TRECHO SELECIONADO:
##############################

Não havia exagero nenhum quando dissemos que a reforma do
ensino médio do governo golpista de Michel Temer destruiria a formação dos
estudantes nesse nível de ensino. A pretexto de resolver os problemas do ensino
médio, a começar de sua falta de identidade para os estudantes (uma vez que não
forma adequadamente para a continuidade dos estudos e tampouco para o mundo do
trabalho), Temer optou por transformá-lo em mero estágio de formação de mão de
obra, esvaziando-o de todos os conteúdos necessários à formação integral de
nossos jovens para o pleno exercício da cidadania.
A reforma do ensino médio nega aos estudantes o direito de
acesso ao conhecimento historicamente acumulado, retirando do currículo a
obrigatoriedade da oferta de disciplinas como Sociologia, Filosofia e Artes e
tornando optativas Química, Física e Biologia. Ao mesmo tempo, a reforma
permite que 40% do currículo seja flexível, ou seja, que se componha de
conteúdos da chamada “parte diversificada”. O que defendemos, junto com outras
entidades e especialistas comprometidos com a educação de qualidade, é que a
parte diversificada seja de no, máximo, 30% do currículo.
Além desses absurdos, a propaganda do governo federal induz
a sociedade a acreditar que os estudantes poderão traçar seus próprios
itinerários formativos a partir do segundo ano, quando, na realidade, cursarão
as disciplinas que forem oferecidas pelas Secretarias de Educação em cada
unidade escolar. Como afirma reportagem publicada nesta terça-feira, 20 de
março, no jornal Folha de S. Paulo, mais da metade dos Municípios do país só
tem uma escola de ensino médio, dificultando a oferta de cinco opções para os
estudantes.
Agora, de acordo com a mesma reportagem, “Temer quer 40% do
ensino médio a distância”, o que significa dar um tiro mortal nesse nível de
ensino brasileiro, abrindo mão de qualquer perspectiva de qualidade e de
respeito aos direitos da juventude trabalhadora, que necessita da escola
pública, de ter um ensino à altura de suas necessidades, condenando-os a
permanecer na periferia da nossa sociedade, com grandes dificuldades para
almejar postos de comando, tendo em vista a precarização de sua formação escolar
básica.

##############################

MATERIAL FORNECIDO:
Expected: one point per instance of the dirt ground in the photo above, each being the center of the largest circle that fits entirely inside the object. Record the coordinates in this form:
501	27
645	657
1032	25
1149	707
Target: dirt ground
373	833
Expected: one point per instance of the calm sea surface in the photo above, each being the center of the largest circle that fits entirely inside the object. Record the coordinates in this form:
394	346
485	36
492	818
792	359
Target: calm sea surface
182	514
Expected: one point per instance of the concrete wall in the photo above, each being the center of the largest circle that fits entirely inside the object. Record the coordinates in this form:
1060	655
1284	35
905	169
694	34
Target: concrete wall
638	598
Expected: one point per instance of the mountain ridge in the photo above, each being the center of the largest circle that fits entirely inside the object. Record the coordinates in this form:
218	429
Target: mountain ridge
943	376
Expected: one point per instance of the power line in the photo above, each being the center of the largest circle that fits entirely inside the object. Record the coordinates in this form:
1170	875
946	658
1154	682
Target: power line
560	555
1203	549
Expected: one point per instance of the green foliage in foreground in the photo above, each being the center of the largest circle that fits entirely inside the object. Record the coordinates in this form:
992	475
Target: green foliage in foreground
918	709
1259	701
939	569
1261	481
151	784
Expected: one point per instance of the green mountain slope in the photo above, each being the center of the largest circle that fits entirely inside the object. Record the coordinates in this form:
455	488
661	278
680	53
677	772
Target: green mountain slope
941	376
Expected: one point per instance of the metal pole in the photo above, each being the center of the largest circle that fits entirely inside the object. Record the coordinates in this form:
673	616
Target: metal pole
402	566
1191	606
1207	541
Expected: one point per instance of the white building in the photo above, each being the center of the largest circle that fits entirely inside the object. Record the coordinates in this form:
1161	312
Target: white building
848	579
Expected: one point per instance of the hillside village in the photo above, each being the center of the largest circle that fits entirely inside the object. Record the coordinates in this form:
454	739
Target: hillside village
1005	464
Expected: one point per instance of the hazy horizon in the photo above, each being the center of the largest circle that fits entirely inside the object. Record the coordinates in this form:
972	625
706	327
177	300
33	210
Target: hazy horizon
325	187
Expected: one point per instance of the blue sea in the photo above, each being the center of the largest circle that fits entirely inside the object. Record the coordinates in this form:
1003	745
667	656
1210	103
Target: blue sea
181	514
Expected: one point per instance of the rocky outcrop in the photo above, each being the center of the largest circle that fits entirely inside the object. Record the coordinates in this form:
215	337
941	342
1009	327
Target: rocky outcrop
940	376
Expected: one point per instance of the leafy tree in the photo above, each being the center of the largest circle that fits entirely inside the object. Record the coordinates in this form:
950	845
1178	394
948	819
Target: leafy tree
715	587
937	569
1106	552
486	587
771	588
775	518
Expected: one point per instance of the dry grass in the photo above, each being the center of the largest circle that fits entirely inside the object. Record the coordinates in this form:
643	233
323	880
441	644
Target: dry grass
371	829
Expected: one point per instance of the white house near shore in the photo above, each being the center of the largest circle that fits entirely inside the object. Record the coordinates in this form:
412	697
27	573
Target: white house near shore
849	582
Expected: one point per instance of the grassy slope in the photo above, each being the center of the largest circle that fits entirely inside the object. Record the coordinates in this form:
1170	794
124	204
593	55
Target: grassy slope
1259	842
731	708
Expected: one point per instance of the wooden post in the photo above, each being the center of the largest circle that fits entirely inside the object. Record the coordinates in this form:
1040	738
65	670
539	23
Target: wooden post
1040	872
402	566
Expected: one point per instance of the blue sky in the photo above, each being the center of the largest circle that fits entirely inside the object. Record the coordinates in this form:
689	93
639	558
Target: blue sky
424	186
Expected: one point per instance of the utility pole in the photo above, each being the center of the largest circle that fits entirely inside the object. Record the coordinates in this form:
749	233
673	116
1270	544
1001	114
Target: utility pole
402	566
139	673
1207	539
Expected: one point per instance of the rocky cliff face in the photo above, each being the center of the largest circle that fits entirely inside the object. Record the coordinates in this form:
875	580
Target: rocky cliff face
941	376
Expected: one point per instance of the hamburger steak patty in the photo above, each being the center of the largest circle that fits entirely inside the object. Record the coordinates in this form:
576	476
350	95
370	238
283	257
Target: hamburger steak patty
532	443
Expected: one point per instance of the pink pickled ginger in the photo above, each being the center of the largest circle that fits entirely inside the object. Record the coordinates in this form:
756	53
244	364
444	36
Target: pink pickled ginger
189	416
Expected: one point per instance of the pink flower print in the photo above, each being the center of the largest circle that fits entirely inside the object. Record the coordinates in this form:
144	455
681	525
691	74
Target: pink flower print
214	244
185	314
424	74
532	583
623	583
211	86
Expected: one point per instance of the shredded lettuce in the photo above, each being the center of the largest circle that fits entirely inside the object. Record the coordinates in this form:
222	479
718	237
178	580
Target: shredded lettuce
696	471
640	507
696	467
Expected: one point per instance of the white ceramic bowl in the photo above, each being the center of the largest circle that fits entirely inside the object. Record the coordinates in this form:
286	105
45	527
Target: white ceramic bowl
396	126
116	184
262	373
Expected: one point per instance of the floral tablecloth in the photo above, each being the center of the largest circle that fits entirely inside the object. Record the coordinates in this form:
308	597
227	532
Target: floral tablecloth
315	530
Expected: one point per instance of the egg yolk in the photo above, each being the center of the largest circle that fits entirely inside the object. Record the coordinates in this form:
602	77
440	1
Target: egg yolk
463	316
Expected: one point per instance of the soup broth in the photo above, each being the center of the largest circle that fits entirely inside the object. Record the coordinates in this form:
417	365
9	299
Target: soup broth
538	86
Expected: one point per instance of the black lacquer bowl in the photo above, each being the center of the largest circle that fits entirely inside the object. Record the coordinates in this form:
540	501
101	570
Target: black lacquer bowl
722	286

##############################

RESULTADO ESPERADO:
Copie, sem qualquer alteração, a parte do texto sobre a reforma do ensino médio compreendida entre “Além desses absurdos, a” e “estudantes.”, ambos incluídos.

SOLUÇÃO REDIGIDA:
Além desses absurdos, a propaganda do governo federal induz
a sociedade a acreditar que os estudantes poderão traçar seus próprios
itinerários formativos a partir do segundo ano, quando, na realidade, cursarão
as disciplinas que forem oferecidas pelas Secretarias de Educação em cada
unidade escolar. Como afirma reportagem publicada nesta terça-feira, 20 de
março, no jornal Folha de S. Paulo, mais da metade dos Municípios do país só
tem uma escola de ensino médio, dificultando a oferta de cinco opções para os
estudantes.